:: EXTRACTED TEXT ::
%%
So, can we do better? Yes we can by using abstract syntax trees and applying complex and well known static analysis algorithms like data flow analysis, symbolic execution, etc. The problem with this approach is that these algorithms are not easy to implement and the false positive rate it’s pretty high.

So, can we do better? We actually can by using a dynamic approach and instrumenting some code.

Let’s start simple with an example. Do you know what happens when we call the len method of a queryset just to get the total count of elements? The whole queryset gets evaluated, so if we have a queryset of millions of elements, that is not good.

This can happen for example on a Django template when using the length templatetag. So there it is, this is going to be the first bug class we are going to be targeting, erroneous usages of the length template tag in Django templates.
%%
:: WRITTEN PROBLEM 1 ::
Copy the passage on finding Django queryset bugs word for word, between "So, can we do better? We" and "in Django templates.", inclusive.
:: WRITTEN PROBLEM 2 ::
Pick up the passage on finding Django queryset bugs right after its last sentence and keep writing it.

:: RECORDS SHOWN ::
%%
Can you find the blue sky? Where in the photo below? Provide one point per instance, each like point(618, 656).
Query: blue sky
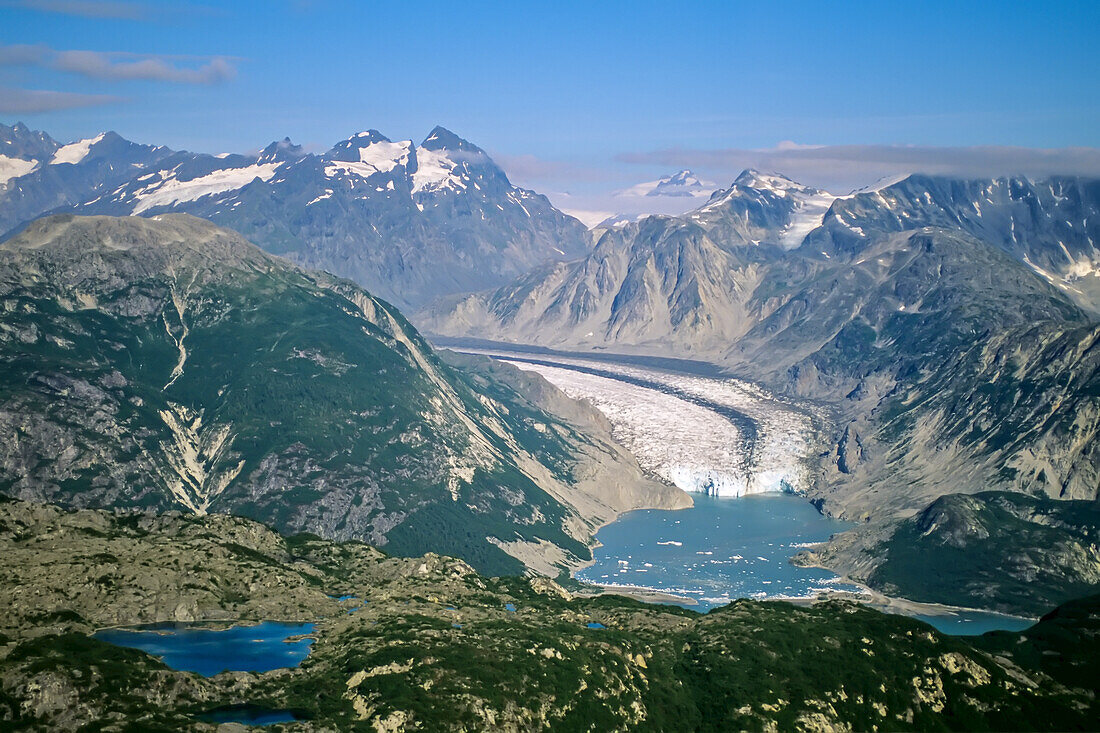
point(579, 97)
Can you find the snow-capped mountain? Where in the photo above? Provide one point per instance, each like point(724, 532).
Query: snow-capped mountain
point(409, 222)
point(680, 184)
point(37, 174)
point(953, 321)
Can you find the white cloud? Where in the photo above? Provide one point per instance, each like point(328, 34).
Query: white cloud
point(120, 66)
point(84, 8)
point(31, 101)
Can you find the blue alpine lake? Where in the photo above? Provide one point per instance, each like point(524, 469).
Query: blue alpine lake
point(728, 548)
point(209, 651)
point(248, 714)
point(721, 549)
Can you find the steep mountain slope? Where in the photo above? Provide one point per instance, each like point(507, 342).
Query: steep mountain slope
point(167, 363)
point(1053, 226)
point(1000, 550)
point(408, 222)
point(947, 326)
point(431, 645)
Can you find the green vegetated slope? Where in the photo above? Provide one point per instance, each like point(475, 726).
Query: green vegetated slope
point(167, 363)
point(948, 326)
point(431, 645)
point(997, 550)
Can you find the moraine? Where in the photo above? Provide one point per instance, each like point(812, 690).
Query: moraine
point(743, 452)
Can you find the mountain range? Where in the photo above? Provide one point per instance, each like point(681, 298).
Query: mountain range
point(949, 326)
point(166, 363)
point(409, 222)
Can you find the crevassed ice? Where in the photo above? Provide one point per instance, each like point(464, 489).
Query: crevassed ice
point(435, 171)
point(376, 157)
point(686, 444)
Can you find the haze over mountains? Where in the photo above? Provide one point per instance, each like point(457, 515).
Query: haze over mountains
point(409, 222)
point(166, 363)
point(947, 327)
%%
:: TASK OUTPUT 1 ::
So, can we do better? We actually can by using a dynamic approach and instrumenting some code.

Let’s start simple with an example. Do you know what happens when we call the len method of a queryset just to get the total count of elements? The whole queryset gets evaluated, so if we have a queryset of millions of elements, that is not good.

This can happen for example on a Django template when using the length templatetag. So there it is, this is going to be the first bug class we are going to be targeting, erroneous usages of the length template tag in Django templates.

:: TASK OUTPUT 2 ::
Let’s say this happened to you and now you want to find other places in the codebase that might suffer the same problem. First thing that comes to mind is to:

  1. Look for all the usages of the length template tag in the codebase
  2. Forr each usage of the template tag:
    1. Grab the variable name
    2. Look in the view the type of the variable

That is a lot of work! So, how can we instrument this code in order to get all the places in the codebase that are using the length templatetag over querysets.

We could do something like this:

def queryset_check_length(value):
    """
    New |length implementation which checks for a queryset instance value type and raises an error
    """
    if isinstance(value, QuerySet):
        raise Exception('Calling length with a QuerySet')
    else:
        # call the default length template tag
        return django.template.defaultfilters.length(value)

Now if we monkeypatch the django.template.defaultfilters.length function, we will get an exception every time the pattern we are looking for happens.

This is not suitable for a production environment as you might have noticed, and we also need to test manually all the places that might be vulnerable to see if an exception raises, if only there were something like automated tests we could use 🙂

If we have good test coverage then we can let our CI system do all the work and find the buggy templates for us.

@pytest.fixture(autouse=True)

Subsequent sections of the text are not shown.